_DATA FOR THIS TASK_:
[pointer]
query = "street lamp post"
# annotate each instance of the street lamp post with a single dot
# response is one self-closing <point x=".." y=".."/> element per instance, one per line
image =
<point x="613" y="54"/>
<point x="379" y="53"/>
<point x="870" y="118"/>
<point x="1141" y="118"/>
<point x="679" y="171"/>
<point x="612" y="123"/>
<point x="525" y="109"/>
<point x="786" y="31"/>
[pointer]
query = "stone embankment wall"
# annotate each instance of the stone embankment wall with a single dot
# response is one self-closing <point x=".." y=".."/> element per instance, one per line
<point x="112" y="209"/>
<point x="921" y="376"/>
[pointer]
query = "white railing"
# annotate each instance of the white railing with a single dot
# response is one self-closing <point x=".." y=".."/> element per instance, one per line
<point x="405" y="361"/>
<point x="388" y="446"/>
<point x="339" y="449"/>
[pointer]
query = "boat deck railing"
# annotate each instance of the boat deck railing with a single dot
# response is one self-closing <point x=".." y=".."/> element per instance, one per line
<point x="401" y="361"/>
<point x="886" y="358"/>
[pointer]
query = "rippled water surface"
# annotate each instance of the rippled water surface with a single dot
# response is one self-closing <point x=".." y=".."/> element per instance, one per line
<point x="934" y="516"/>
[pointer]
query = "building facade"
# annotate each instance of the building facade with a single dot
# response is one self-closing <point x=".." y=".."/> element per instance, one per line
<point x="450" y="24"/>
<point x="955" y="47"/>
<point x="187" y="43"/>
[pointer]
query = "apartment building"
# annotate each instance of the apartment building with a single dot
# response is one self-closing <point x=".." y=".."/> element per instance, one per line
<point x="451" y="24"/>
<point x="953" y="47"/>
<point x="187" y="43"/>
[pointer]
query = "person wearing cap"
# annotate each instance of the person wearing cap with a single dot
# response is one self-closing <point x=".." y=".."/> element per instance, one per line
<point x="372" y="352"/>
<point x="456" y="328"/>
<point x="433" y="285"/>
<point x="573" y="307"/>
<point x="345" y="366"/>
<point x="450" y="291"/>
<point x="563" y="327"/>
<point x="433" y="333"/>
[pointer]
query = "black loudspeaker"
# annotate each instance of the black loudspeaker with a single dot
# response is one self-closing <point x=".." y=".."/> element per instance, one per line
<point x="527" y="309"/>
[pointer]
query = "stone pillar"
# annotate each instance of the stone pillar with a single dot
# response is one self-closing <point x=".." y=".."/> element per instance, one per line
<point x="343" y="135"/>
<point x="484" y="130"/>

_TASK INSTRUCTIONS_: Transcribe the full listing above without leaving anything out.

_CORRECT RESPONSE_:
[pointer]
query = "street lamp post"
# annotate each instance of the street lamp post with a single dot
# response is one self-closing <point x=".." y=".."/> element per instance, one per line
image =
<point x="613" y="54"/>
<point x="379" y="53"/>
<point x="870" y="118"/>
<point x="1141" y="118"/>
<point x="679" y="171"/>
<point x="612" y="123"/>
<point x="525" y="109"/>
<point x="786" y="31"/>
[pointer]
query = "stone embankment wall"
# annotate each instance of the stone embankment wall with a single dot
# response is one self-closing <point x=".." y=".."/> element per instance, one per line
<point x="112" y="209"/>
<point x="921" y="376"/>
[pointer]
query = "white railing"
# annotate each instance of the white railing with a single dot
# response is one self-closing <point x=".." y=".."/> element per instance, one per line
<point x="405" y="361"/>
<point x="388" y="446"/>
<point x="339" y="449"/>
[pointer]
query = "boat deck railing"
# annotate each instance of the boat deck railing with a single dot
# response is one self-closing <point x=".." y=".."/> element per instance, one per line
<point x="401" y="361"/>
<point x="886" y="358"/>
[pointer]
query = "rippled water surface"
# annotate each instance of the rippled water surface with a single dot
# response is one self-closing <point x=".." y=".."/> element per instance, one per line
<point x="934" y="516"/>
[pointer]
query = "building facade"
# annotate each instance of the building facade with a single dot
# response is one self-closing <point x=".." y=".."/> element per instance, one per line
<point x="450" y="24"/>
<point x="955" y="47"/>
<point x="187" y="43"/>
[pointer]
query = "apartment building"
# annotate each instance of the apartment building with a single dot
# response is one self-closing <point x=".." y=".."/> element per instance, one per line
<point x="451" y="24"/>
<point x="953" y="47"/>
<point x="187" y="43"/>
[pointer]
query = "person wearing cap"
# annotate each instance of the person wearing cap with a single dot
# response is one self-closing <point x=".." y=".."/> element per instance, one per line
<point x="372" y="352"/>
<point x="456" y="328"/>
<point x="433" y="285"/>
<point x="573" y="307"/>
<point x="345" y="366"/>
<point x="450" y="291"/>
<point x="563" y="327"/>
<point x="433" y="333"/>
[pointer]
query = "black loudspeaker"
# annotate each instance of the black loudspeaker with a single dot
# response is one self-closing <point x=".." y=".."/> element per instance, one per line
<point x="527" y="309"/>
[pointer]
query = "stone pillar"
# annotate each instance of the stone pillar with a single dot
# response is one self-closing <point x=".." y=".."/> element per instance, one per line
<point x="343" y="135"/>
<point x="484" y="130"/>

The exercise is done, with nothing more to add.